**Task brief:** Set out the lines of the material below as a numbered list without blank lines, starting with the line that contains "The client would like the blue" and going on through the line that contains "[552,223,571,240]". Include only those lines.

**Dataset records:**
_____

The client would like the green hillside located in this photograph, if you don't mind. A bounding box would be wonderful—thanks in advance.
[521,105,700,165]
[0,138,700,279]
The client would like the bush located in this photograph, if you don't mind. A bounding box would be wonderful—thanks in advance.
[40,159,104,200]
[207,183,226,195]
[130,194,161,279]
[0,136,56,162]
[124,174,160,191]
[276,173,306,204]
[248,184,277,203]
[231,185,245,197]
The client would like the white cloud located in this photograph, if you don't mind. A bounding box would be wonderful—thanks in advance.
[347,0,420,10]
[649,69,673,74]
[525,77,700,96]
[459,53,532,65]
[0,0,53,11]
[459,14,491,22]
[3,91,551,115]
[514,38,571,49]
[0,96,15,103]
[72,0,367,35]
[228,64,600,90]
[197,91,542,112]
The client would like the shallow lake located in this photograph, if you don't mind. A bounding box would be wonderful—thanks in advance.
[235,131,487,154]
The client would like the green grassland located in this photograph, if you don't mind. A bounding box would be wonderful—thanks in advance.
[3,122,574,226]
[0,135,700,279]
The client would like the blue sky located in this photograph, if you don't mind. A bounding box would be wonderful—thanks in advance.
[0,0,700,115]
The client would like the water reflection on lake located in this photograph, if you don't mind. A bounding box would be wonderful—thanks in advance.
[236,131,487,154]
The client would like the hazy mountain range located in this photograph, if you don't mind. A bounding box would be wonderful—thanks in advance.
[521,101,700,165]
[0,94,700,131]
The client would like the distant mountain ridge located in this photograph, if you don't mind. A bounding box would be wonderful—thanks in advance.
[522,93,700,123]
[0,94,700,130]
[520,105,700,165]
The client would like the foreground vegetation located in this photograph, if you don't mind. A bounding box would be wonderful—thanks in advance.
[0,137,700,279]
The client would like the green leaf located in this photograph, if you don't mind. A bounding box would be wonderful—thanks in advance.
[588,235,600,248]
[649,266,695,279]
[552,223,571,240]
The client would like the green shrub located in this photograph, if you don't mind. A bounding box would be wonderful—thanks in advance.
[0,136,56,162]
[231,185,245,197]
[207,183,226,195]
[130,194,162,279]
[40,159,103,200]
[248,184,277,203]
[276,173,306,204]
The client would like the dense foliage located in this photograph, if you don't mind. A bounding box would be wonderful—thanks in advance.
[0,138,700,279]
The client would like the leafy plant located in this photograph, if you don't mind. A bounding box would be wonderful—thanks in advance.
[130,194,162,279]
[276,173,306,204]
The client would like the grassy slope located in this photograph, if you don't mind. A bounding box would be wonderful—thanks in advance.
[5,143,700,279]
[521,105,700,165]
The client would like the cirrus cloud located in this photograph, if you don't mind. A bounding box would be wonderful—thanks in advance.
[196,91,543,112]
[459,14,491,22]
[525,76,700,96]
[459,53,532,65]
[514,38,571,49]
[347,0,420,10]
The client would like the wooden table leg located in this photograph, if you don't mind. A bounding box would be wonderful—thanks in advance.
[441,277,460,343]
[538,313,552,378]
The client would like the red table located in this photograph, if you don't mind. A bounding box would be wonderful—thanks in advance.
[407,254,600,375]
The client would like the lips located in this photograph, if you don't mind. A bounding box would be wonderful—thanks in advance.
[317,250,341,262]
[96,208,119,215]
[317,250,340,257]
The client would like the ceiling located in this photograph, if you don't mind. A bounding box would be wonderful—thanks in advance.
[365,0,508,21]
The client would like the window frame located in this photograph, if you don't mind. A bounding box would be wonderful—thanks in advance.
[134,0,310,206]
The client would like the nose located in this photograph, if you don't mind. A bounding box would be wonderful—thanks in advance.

_____

**Task output:**
1. The client would like the blue sky located in this photograph, if you don't mind. A bounding box would be wonderful—thanks in advance.
2. [0,0,700,115]
3. The client would like the water reflection on lake located in this photograph, if you don't mind. A bounding box would be wonderful—thanks in advance.
4. [236,131,487,154]
5. The client would like the hazy mountain range located in this photograph, if you don't mind. A bounding box would be wonderful—thanks in advance.
6. [521,101,700,165]
7. [0,94,700,131]
8. The client would like the distant mountain ridge located in this photograph, if you don't mind. A bounding box would be wonderful—thanks in advance.
9. [522,93,700,123]
10. [0,94,700,130]
11. [520,105,700,165]
12. The client would like the foreground vegetation located in this photograph, if you don't mind. A bounding box would be wonderful—thanks in advance.
13. [0,137,700,279]
14. The client would like the green leaf located in this photograph, if you don't mind. A bounding box would be wonderful—thanks in advance.
15. [588,235,600,248]
16. [649,266,695,279]
17. [552,223,571,240]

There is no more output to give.